• **Aim of the task**
Pick up the article about Michael Duffy's podcast appearance where it stops and continue it.

• **Study text**
Start of Block

Michael Duffy, the firm’s managing partner, was a guest on the Profit With Law podcast with Moshe Amsel. The topic of discussion was about how he started Duffy & Duffy, PLLC.
Mr. Duffy, who majored in finance in college, decided to get into law after learning there were no finance jobs available after graduation. He began his legal career doing defense and small personal injury work at a small firm. He eventually left to start his own firm.
Mr. Duffy started taking on what he called “stinky fishes” — that is, cases no other lawyer would take on. He knew these were not very popular cases, but they helped him earn enough experience and helped build up his reputation as one of the premier attorneys in the country. They were also necessary to help pay the bills.
Being a good lawyer, he said, comes from focusing on a specialization and persevering. “One of the things that makes good lawyers, particularly good contingency fee lawyers, is a lack of fear,” he said. “In order to do what any of us do for a living, you have to have that ego within you that says: I am good enough to do this, I can stand in front of a jury and convince this jury that I am right, and the other side is wrong. That is something that I have always instilled into my firm and that’s why we are able to get some of the highest outcomes in the country for our clients.”

End of Block

• **Record set**

Start of Block

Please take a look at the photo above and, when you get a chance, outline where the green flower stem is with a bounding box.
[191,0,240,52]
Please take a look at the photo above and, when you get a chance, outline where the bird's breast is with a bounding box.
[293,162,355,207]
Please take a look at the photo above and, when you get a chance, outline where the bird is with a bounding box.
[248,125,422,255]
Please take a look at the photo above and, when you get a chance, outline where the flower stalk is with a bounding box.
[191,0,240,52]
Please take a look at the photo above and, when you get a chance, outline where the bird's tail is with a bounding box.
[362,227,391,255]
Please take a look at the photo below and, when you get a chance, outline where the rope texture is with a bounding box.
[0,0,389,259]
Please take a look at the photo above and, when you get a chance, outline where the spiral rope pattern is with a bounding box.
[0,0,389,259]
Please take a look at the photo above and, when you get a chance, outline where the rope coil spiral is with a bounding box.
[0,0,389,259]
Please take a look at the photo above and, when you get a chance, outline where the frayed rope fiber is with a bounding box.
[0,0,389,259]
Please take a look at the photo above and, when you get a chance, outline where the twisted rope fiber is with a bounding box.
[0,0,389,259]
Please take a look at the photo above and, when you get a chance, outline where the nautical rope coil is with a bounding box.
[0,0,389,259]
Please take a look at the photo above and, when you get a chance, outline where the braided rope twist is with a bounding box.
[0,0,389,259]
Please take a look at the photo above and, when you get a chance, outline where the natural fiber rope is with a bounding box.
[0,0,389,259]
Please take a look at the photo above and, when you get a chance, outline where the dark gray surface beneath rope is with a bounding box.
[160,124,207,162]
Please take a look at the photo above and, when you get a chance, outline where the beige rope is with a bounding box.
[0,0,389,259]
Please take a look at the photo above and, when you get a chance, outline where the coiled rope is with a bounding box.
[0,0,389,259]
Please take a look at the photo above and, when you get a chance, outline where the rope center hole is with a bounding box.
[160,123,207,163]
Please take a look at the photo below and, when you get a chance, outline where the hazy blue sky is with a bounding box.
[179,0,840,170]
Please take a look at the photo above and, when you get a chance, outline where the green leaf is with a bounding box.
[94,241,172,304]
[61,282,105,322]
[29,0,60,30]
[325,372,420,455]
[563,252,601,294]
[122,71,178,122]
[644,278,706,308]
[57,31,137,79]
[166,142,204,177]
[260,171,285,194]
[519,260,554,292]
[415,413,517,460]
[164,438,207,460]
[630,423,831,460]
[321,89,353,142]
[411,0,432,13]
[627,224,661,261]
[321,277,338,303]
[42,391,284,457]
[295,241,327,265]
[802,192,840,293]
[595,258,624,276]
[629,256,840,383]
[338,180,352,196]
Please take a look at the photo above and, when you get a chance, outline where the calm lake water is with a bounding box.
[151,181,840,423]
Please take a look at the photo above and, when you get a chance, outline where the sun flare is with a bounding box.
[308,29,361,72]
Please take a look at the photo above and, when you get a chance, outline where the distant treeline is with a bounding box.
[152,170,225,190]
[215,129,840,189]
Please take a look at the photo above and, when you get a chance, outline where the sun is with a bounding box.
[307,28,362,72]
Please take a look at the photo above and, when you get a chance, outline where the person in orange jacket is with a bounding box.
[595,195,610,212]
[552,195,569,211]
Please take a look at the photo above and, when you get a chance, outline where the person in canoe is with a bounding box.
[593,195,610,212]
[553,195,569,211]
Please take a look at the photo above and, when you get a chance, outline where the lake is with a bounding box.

End of Block

• **Written reply**
According to Mr. Duffy, small law firms must concentrate in an area of law where they are the best. The key to a successful law firm, he said, is to say “no” to cases which are bad or which you are not experienced or knowledgeable enough to handle. “Believe in yourself,” he said. “And if you do believe in yourself, ultimately, you will succeed.”
When Mr. Duffy began his own practice, he only had a handful of attorneys working for him. Now, he has 14 attorneys and a support staff. The key to building up a successful law firm is to find attorneys with the right attitude. He looks for applicants who can understand medicine and the legal aspects of medical malpractice, focus their attention on the medicine’s logical transition as it exists into law and handle a case, from phone calls to jury selection. Mr. Duffy pointed out that every medical malpractice case is an exercise in logic. He has created a process that he utilizes when he is bringing on a new attorney to the firm that allows him to get a sense of how their mind works.